Trecho fornecido
::::

O Gramofone é um dispositivo musical que decodifica e reproduz sons por meio de um disco plano. Foi criado em 1887 pelo alemão Emil Berliner, que emigrou para os Estados Unidos em 1870. Depois disso, as gravações para o gramofone se tornaram a principal mídia usada para fins comerciais, fato que concorreu para o seu acentuado consumo no início do século XX, potencializando a indústria cultural, arrefecida somente nos fins dos anos de 1920 após a Primeira Guerra Mundial. Uma das principais criações da mídia mecânica é também relacionada com a caixa de música devido a sua base ser constituída de uma caixa, cuja variedade de estilos pode ser observada em fotografias de jornais e revistas. De sóbrios aos rebuscados, os gramofones servem de inspiração ao universo feminino quando associados a porta joias, mas também quando se constata sua relação com gravações de canções, especialmente por mulheres.
Sua criação indica para uma revolução cultural incluindo a música. Simboliza a vida moderna, mudança de costumes bem como modos de sociabilidade. Para Silva (2015, p. 251), “ouvir música sempre foi, desde os primórdios da humanidade, uma atividade essencialmente coletiva; indivíduos que ocupam um mesmo ambiente onde se tenha a música sendo executada compartilham dessa experiência essencialmente acústica que é a arte musical.” Com a reprodução fonográfica como o gramofone, ouvir música se tornou algo a ser feito individualmente, ou quando coletivamente, sem a necessidade de intérprete. Figura esta, que se tornou virtualizada, uma vez que a presença ao vivo de alguém tocando passou a ser dispensável devido à possibilidade de se ouvirem os sons previamente gravados através de um aparelho que é capaz de reproduzi-los.

::::

Como fica em inglês esta frase do texto sobre o gramofone: "Foi criado em 1887 pelo alemão Emil Berliner, que emigrou para os Estados Unidos em 1870."?

::::

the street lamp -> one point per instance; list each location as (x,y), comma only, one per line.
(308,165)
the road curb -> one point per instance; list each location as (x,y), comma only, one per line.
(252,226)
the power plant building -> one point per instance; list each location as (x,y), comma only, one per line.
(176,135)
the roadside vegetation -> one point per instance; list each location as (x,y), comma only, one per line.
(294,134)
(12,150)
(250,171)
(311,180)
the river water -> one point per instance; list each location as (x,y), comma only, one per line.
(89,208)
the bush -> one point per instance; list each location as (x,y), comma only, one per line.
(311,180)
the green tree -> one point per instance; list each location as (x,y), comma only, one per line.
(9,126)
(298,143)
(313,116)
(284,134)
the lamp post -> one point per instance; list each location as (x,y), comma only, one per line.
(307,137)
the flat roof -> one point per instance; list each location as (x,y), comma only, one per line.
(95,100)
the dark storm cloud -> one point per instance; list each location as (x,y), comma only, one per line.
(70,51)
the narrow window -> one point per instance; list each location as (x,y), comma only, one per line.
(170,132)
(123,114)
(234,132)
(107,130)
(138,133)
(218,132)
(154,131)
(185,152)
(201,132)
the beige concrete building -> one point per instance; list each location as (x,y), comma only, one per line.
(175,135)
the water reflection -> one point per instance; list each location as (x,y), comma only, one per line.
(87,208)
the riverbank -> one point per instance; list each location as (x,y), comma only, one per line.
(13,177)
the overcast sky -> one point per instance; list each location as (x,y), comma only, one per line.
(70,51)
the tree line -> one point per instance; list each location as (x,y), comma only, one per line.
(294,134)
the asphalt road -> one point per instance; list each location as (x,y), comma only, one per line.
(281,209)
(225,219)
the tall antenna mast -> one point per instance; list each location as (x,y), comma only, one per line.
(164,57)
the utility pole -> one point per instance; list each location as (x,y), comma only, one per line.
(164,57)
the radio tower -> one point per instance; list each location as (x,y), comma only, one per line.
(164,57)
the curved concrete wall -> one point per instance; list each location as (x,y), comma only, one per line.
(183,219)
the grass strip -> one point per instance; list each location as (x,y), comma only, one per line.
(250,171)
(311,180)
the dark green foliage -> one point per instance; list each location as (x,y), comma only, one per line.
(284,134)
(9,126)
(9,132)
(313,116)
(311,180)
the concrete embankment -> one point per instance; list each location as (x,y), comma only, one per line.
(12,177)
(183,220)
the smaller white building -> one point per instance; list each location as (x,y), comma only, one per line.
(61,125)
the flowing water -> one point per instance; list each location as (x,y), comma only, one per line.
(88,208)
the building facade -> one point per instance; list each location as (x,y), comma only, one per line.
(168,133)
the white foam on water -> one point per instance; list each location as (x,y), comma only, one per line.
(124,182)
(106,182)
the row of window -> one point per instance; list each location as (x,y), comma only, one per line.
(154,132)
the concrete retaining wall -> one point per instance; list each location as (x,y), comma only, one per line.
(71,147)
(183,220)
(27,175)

::::

Resultado do exercício
It was created in 1887 by the German Emil Berliner, who emigrated to the United States in 1870.